* AUFGABENSTELLUNG:
Gib an, wie viele Raketen Hamas und Islamischer Dschihad laut dem Text zur Pinkwashing-Debatte am vergangenen Samstag aus dem Gazastreifen abfeuerten.

* VORLIEGENDER TEXT:
• • •

Debatte „Pinkwashing“ und ESC in Israel: Verhasste Vielfalt
Israel wird vorgeworfen, mit liberaler LGBT-Politik und dem Eurovision Song Contest die Palästinenser-Politik reinzuwaschen. Geht’s noch absurder?
A m vergangenen Samstag feuerten Hamas und Islamischer Dschihad über 300 Raketen aus dem Gazastreifen auf israelische Wohngebiete ab. Für die Bewohner im Süden Israels gehört dieser Raketenterror fast schon zum Alltag. Doch der erneute Beschuss fand keineswegs zufällig kurz vor dem in Tel Aviv anstehenden Eurovision Song Contest (ESC) statt. „Wir werden den Feind davon abhalten, das ESC-Festival zu veranstalten, dessen Zweck es ist, das palästinensische Narrativ zu unterminieren“, teilte der Islamische Dschihad mit.
An demselben Samstag fand in Berlin der sogenannte Palästina-Tag statt, bei dem Anhänger der gegen Israel gerichteten BDS-Kampagne („Boykott, Desinvestitionen und Sanktionen“) zum Boykott des ESC aufriefen. Mit einem Transparent bewarben sie die internationale Kampagne gegen die Musikveranstaltung: Das Eurovisions-Logo liegt hinter Stacheldraht, in der Mitte ist ein Herz zu sehen, das in SS-Runen zerspringt. Israel als die Nazis von heute – eine antisemitische Täter-Opfer-Umkehr. Im BDS-Aufruf zum ESC heißt es, dass Israel die Veranstaltung „schamlos als Teil seiner Strategie“ nutze, „die versucht, ‚Israels schöneres Gesicht‘ zu zeigen, um von seinen Kriegsverbrechen gegen Palästinenser abzulenken“.
Selbstverständlich ist es ein zentraler Unterschied, ob man den ESC mit Waffengewalt oder durch eine Boykottkampagne verhindern will. Doch letztlich zielt auch BDS mit der Forderung nach einem „Rückkehrrecht“ für die Nachkommen palästinensischer Flüchtlinge auf das Ende eines jüdischen Staats. Teile der Kampagne sehen sogar das gesamte Staatsgebiet als besetztes Land an. „Artwashing Apartheid“ heißt ihr Slogan gegen den ESC. Dahinter steht nicht nur der abwegige Vorwurf, Israel praktiziere Apartheid, obwohl es in dem Land arabische Parlamentsabgeordnete, Verfassungsrichter, Generäle und Diplomaten gibt.
Viel interessanter ist, dass die Kampagne damit nahtlos an den nur in bestimmten Szenen populären Vorwurf des „Pinkwashing“ anknüpft. Dabei handelt es sich um eine Verschwörungsfantasie, die Israel vorwirft, mit dem Werben für die Rechte von Schwulen, Lesben, Bisexuellen und Transpersonen von der Palästinenserpolitik abzulenken. Israel führe einen „schwulen Propagandakrieg“, behauptet beispielsweise die Queer-Theoretikerin Jasbir Puar.

• • •

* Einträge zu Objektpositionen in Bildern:
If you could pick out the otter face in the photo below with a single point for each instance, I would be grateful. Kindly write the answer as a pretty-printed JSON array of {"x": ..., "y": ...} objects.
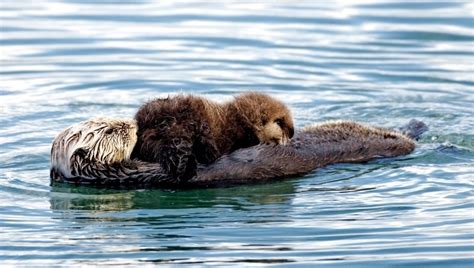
[
  {"x": 278, "y": 130},
  {"x": 100, "y": 140},
  {"x": 271, "y": 119}
]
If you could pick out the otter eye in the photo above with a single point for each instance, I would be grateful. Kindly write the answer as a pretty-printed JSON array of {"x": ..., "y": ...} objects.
[
  {"x": 279, "y": 121},
  {"x": 109, "y": 131}
]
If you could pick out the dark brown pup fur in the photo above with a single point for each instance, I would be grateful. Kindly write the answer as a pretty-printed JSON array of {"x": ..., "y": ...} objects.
[
  {"x": 311, "y": 148},
  {"x": 181, "y": 131}
]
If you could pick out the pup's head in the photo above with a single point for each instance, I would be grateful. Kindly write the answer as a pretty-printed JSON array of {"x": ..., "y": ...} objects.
[
  {"x": 98, "y": 140},
  {"x": 271, "y": 119}
]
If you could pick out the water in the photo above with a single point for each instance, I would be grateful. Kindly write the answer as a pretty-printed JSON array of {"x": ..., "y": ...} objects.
[{"x": 378, "y": 62}]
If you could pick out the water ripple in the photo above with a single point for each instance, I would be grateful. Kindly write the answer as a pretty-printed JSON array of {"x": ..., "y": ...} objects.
[{"x": 381, "y": 62}]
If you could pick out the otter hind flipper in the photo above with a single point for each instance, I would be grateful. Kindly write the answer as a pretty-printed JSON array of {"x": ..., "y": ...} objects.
[{"x": 414, "y": 129}]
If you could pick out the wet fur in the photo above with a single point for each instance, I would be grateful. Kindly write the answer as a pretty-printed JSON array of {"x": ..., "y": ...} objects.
[
  {"x": 312, "y": 147},
  {"x": 181, "y": 131}
]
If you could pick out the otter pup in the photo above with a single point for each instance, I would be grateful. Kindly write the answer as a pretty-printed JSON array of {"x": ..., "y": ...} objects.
[
  {"x": 89, "y": 153},
  {"x": 180, "y": 132}
]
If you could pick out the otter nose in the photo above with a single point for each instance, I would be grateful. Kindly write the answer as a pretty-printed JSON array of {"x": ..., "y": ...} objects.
[{"x": 291, "y": 132}]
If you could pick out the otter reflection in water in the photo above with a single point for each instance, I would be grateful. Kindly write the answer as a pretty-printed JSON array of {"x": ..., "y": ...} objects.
[{"x": 82, "y": 155}]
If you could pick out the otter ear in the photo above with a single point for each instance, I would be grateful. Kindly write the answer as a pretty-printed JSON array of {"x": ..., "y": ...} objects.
[{"x": 81, "y": 152}]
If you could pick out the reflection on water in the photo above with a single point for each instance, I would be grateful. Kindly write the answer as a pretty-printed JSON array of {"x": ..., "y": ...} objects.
[{"x": 382, "y": 62}]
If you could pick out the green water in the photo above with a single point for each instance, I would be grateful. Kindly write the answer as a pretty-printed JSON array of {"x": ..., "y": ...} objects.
[{"x": 377, "y": 62}]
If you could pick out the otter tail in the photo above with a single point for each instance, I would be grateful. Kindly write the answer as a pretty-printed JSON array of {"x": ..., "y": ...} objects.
[{"x": 414, "y": 129}]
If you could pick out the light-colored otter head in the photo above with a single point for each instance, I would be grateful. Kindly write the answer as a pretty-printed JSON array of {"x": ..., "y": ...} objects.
[
  {"x": 271, "y": 119},
  {"x": 98, "y": 140}
]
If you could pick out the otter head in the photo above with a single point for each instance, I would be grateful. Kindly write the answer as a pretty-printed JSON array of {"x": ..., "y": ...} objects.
[
  {"x": 269, "y": 118},
  {"x": 95, "y": 141}
]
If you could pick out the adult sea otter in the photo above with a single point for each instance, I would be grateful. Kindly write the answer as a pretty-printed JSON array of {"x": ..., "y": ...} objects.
[{"x": 97, "y": 152}]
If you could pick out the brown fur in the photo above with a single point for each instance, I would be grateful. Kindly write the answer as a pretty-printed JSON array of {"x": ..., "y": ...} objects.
[
  {"x": 182, "y": 131},
  {"x": 312, "y": 147}
]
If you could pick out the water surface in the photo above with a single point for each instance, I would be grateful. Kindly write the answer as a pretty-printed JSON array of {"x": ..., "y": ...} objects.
[{"x": 380, "y": 62}]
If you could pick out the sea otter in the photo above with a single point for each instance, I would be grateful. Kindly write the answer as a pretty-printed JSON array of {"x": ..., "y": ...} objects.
[
  {"x": 97, "y": 152},
  {"x": 181, "y": 131}
]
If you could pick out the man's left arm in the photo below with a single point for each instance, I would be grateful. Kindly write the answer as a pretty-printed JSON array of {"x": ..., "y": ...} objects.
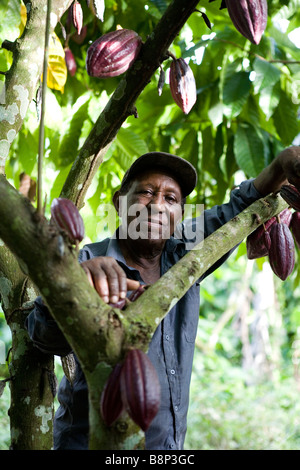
[{"x": 285, "y": 168}]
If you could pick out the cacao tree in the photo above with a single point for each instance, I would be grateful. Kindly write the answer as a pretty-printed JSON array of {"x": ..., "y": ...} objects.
[{"x": 246, "y": 111}]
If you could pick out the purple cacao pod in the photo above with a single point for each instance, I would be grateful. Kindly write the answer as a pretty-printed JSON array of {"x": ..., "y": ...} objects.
[
  {"x": 282, "y": 250},
  {"x": 70, "y": 62},
  {"x": 67, "y": 218},
  {"x": 249, "y": 17},
  {"x": 258, "y": 241},
  {"x": 111, "y": 404},
  {"x": 77, "y": 16},
  {"x": 295, "y": 227},
  {"x": 113, "y": 53},
  {"x": 291, "y": 195},
  {"x": 140, "y": 388},
  {"x": 182, "y": 85}
]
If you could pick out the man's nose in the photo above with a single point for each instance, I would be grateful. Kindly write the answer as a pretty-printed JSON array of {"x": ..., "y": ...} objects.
[{"x": 158, "y": 203}]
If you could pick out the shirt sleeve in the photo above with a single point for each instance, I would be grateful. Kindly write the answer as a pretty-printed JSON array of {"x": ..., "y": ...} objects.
[{"x": 193, "y": 230}]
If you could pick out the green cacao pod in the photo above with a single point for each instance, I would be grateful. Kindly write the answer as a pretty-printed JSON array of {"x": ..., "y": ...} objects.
[
  {"x": 249, "y": 17},
  {"x": 182, "y": 85},
  {"x": 140, "y": 388},
  {"x": 67, "y": 218},
  {"x": 282, "y": 250},
  {"x": 291, "y": 195},
  {"x": 113, "y": 53}
]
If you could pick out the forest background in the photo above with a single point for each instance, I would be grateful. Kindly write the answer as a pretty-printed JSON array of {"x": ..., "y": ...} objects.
[{"x": 246, "y": 380}]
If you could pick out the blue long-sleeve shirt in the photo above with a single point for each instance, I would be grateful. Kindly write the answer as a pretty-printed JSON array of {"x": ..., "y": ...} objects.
[{"x": 171, "y": 349}]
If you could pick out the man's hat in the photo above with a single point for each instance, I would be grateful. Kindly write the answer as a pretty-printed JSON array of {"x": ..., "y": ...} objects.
[{"x": 181, "y": 169}]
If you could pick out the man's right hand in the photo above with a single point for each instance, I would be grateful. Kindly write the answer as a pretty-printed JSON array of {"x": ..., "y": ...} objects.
[{"x": 108, "y": 278}]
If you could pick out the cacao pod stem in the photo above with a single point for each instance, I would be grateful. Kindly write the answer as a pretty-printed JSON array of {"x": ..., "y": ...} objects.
[
  {"x": 182, "y": 85},
  {"x": 282, "y": 250},
  {"x": 249, "y": 17}
]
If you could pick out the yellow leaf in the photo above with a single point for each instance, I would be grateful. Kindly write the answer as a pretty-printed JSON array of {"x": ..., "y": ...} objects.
[{"x": 57, "y": 69}]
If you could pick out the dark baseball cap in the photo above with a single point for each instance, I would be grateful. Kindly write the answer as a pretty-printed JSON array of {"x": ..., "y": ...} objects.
[{"x": 179, "y": 168}]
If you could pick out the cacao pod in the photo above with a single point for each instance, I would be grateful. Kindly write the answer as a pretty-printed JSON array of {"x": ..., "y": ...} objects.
[
  {"x": 291, "y": 195},
  {"x": 113, "y": 53},
  {"x": 282, "y": 250},
  {"x": 67, "y": 218},
  {"x": 77, "y": 16},
  {"x": 249, "y": 17},
  {"x": 182, "y": 85},
  {"x": 295, "y": 227},
  {"x": 140, "y": 388},
  {"x": 111, "y": 404},
  {"x": 70, "y": 62},
  {"x": 120, "y": 304},
  {"x": 258, "y": 242}
]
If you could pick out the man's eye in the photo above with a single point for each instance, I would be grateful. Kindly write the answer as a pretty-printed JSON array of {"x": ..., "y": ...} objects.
[{"x": 171, "y": 199}]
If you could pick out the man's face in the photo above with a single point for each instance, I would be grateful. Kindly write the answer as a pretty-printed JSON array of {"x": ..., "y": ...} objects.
[{"x": 152, "y": 206}]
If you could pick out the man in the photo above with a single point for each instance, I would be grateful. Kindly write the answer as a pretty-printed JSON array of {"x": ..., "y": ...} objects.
[{"x": 156, "y": 186}]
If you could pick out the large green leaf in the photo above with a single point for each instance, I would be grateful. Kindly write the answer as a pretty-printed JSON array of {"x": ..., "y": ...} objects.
[
  {"x": 249, "y": 150},
  {"x": 70, "y": 142},
  {"x": 286, "y": 119},
  {"x": 266, "y": 74},
  {"x": 236, "y": 90},
  {"x": 131, "y": 143}
]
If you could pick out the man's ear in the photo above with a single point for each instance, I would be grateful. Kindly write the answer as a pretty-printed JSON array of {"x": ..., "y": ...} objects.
[{"x": 116, "y": 201}]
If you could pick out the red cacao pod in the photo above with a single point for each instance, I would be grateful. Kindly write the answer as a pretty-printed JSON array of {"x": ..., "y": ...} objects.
[
  {"x": 257, "y": 242},
  {"x": 113, "y": 53},
  {"x": 140, "y": 388},
  {"x": 111, "y": 404},
  {"x": 282, "y": 250},
  {"x": 77, "y": 16},
  {"x": 249, "y": 17},
  {"x": 70, "y": 62},
  {"x": 182, "y": 85},
  {"x": 291, "y": 195},
  {"x": 67, "y": 218},
  {"x": 295, "y": 227}
]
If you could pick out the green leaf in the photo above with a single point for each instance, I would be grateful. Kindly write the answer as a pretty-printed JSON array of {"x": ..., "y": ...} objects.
[
  {"x": 131, "y": 143},
  {"x": 70, "y": 142},
  {"x": 236, "y": 90},
  {"x": 286, "y": 119},
  {"x": 249, "y": 150},
  {"x": 266, "y": 74}
]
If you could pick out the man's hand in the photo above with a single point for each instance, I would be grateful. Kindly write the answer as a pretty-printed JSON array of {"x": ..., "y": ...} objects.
[
  {"x": 284, "y": 168},
  {"x": 108, "y": 278}
]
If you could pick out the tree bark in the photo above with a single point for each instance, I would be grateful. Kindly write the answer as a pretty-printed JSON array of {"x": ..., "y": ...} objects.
[
  {"x": 21, "y": 81},
  {"x": 31, "y": 372}
]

• • •

* LÖSUNG:
Über 300 Raketen.